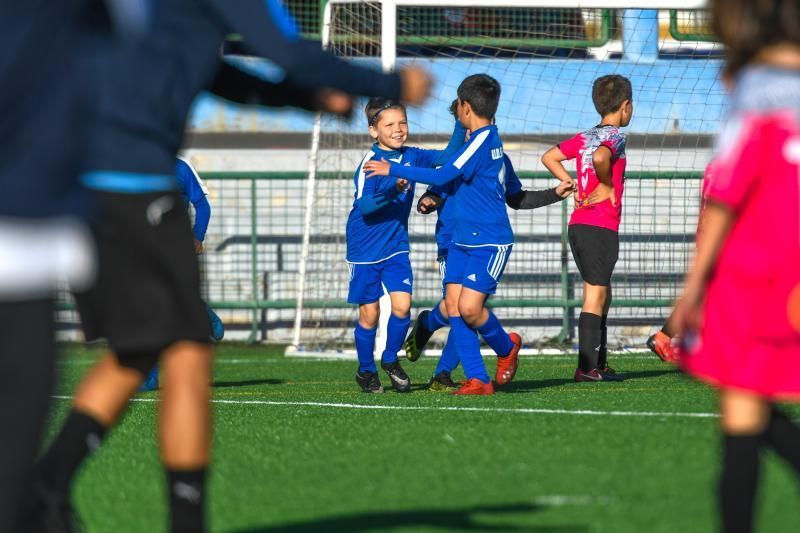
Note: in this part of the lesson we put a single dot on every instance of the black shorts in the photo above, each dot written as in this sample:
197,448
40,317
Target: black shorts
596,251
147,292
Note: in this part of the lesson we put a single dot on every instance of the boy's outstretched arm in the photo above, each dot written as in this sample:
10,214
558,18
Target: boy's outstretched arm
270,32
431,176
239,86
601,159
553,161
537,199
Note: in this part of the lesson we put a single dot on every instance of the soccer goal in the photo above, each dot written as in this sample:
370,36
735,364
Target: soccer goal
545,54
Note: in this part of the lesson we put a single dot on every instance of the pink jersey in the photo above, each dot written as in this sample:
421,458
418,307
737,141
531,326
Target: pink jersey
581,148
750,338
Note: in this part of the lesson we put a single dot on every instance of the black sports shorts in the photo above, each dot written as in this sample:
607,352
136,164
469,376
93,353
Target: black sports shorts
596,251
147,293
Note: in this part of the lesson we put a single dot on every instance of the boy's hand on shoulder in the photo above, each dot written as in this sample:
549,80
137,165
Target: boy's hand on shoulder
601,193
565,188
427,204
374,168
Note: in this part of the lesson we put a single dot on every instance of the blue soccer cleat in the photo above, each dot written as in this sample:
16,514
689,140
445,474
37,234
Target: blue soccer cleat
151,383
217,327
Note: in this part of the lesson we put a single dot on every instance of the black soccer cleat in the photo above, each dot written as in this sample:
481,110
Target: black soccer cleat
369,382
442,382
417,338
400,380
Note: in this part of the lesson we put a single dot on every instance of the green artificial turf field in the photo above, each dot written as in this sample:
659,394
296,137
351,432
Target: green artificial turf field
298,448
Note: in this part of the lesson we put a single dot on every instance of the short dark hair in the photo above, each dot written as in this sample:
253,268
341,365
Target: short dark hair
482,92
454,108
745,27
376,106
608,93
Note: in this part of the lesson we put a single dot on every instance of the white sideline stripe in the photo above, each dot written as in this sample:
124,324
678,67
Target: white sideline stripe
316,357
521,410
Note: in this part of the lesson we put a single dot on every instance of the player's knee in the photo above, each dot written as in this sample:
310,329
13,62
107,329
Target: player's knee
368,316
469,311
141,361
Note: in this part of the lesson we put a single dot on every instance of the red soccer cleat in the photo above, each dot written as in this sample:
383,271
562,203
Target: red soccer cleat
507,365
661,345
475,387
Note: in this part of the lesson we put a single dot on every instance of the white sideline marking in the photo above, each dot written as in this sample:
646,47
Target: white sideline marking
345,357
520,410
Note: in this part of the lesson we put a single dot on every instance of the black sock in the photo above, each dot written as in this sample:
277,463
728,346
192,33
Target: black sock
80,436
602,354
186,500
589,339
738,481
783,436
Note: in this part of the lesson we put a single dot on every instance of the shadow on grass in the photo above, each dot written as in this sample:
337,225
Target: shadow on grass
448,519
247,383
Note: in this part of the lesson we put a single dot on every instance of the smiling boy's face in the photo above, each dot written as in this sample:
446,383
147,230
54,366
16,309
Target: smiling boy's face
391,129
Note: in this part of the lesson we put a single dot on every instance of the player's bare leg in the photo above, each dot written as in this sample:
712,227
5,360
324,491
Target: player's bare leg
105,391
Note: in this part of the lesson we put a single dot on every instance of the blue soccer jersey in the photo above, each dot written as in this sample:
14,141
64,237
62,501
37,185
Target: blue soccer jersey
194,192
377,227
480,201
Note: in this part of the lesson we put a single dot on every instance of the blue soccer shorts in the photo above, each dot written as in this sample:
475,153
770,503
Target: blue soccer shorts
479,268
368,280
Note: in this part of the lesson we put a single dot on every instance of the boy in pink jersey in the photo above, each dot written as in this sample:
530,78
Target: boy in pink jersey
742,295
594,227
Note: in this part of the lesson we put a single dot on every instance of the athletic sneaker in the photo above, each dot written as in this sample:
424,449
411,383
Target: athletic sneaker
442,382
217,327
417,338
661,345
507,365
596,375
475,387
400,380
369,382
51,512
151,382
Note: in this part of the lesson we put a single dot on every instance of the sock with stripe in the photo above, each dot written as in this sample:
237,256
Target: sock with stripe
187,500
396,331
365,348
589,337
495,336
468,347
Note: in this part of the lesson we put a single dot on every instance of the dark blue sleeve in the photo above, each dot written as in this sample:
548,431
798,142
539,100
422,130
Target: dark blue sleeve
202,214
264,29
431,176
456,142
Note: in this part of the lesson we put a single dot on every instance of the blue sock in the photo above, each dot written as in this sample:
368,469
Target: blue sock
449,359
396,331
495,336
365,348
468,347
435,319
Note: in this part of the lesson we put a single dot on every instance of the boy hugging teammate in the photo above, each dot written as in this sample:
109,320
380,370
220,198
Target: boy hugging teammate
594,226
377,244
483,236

___

Problem to work on
Please rewrite all of the rows above, changing "single dot" to "single point" wherever it occurs and keeping everything else the same. Leave out the pictures.

Expected answer
Note: in this part of the lesson we put a single point on every instance of the black shorts in the photo above, each dot written as in this sample:
197,448
40,317
Target: black shorts
596,251
147,292
Note: in this part of the lesson we put a single point on every instance of the boy's outstretched arm in the photo above, each dot written as in this sample:
10,214
558,18
Target: boy's outstretched arm
270,32
431,176
239,86
601,159
553,161
537,199
Note: in this part of the lesson we put a single point on every instance of the soccer goal in the photo above, each dot written as in this sample:
370,36
735,364
Target: soccer goal
545,54
Note: in this part of the lesson we put a single point on every instance of the pink jersey in the photo above, each dot written as in this sample:
421,458
418,307
737,141
531,326
Target: pink jersey
581,148
750,338
Note: in this part of the lesson we put a single point on every instance of the black sports shorts in the photo above, each dot written as in this sample:
607,352
136,164
469,376
93,353
Target: black sports shorts
596,251
147,293
Note: in this part of the lesson we put a single point on every instance of the boy's hand on shoulder in the photo above, each dot written as in this sample:
549,80
137,165
Target: boy's hand on shoulder
601,193
565,188
427,204
374,168
Note: in this part of the lesson we put a single point on every instance of the blue soccer cleat in the photo above, each dot written as in this sample:
16,514
689,140
445,474
37,234
Target: blue soccer cleat
151,383
217,327
Note: in this part of the lesson we put a single point on every instance of the black soccer cleat in the photo above, each dot written as in this sample:
481,110
Target: black soccer cleat
369,382
442,382
417,338
400,380
Note: in this part of the lesson we put a single point on every instance of the green artificial turf field in the photo above, each dot written as in this sample:
659,394
296,137
351,432
Target: green artificial turf field
298,448
Note: in this part of the lesson we put a single point on every instance of the short dark hair in the photo above, each dot written as in this sample:
253,268
341,365
Target: short dark hair
482,92
454,108
745,27
376,106
608,93
Note: in this part of the lesson we put a single point on every instance of the white sideline stripe in the photo above, each dot written as in this sample:
124,324
678,67
Target: white sideline stripe
316,357
521,410
Note: in this part of the lesson we put a single point on every instance of the player's knee in the photo above, each dot written as in this sample:
310,329
13,62
107,329
Target: player's knee
368,316
469,311
141,361
Note: in this part of the lesson we put a single point on every instance of the red soccer cleat in the photo above, each dot written as in this sample:
383,271
562,203
Target: red soccer cleat
507,365
661,345
475,387
Note: in this part of the lesson we put a single point on every instance of the white sideline marking in the photo above, each dot written as in this sample:
646,47
Target: white sideline marking
345,357
520,410
Note: in this part of the lesson we put a single point on every instance of the black sock in the photo above, each dot written as in this sample:
277,463
728,346
192,33
Target: black sock
80,436
602,354
186,500
589,339
738,481
783,436
Note: in this part of the lesson we put a single point on every instance of the shadow on grass in the photo above, each dot written as in this sample:
337,225
Target: shadow on grass
448,519
247,383
Note: in this part of the lesson we put a single point on every instance of the smiling boy's face in the photo above, each dot written as in this sample:
446,383
147,230
54,366
16,309
Target: smiling boy's face
391,129
Note: in this part of the lesson we put a single point on every instance of the player's bare leg in the photo above, each dot written as in this sample:
712,227
5,360
324,491
Target: player's bare leg
105,391
Note: in this part of the lesson we put a single point on every instance of the blue soccer jersey in the photo above, each dot written as in this sample:
14,141
64,237
62,501
37,185
Target: blue soccer jersey
194,192
377,227
480,201
Note: in this part of the lesson we put a single point on every instance of the blue soccer shorts in the photo above, each dot written as in this sample:
475,153
770,503
Target: blue soccer shorts
479,268
368,280
Note: in this part of the lesson we put a single point on every instance of the boy in pink jersey in the photo above, each dot written as in this sample:
530,78
Target: boy in pink jersey
742,295
594,227
Note: in this part of the lesson we put a single point on every instance of the athletic sneaker in the photo above, each dot written as in this sample:
424,449
411,383
Target: athletic sneaker
442,382
217,327
417,338
661,345
507,365
596,375
475,387
400,380
369,382
51,512
151,382
Note: in this part of the lesson we put a single point on every instance of the sock with stripe in the photo above, each dot written as in this sample:
237,256
Target: sock with stripe
187,500
396,331
365,348
589,337
495,336
468,347
Note: in this part of the lesson we put a single point on every instance of the dark blue sleeve in the photo above, each dot written as in this sample:
548,431
798,142
539,100
422,130
Target: dark blue sleeve
202,214
264,29
431,176
456,142
Note: in this part of the lesson we put a single point on every instance of the blue sock in the photo above, each dot written as in this sample:
368,469
Target: blue sock
449,359
396,331
495,336
365,348
468,347
435,319
Note: in this part of the lesson we put a single point on every instance of the boy hugging teammate in the photo above, each dot written as in this sample:
109,320
380,370
220,198
Target: boy hugging teammate
594,226
377,244
483,236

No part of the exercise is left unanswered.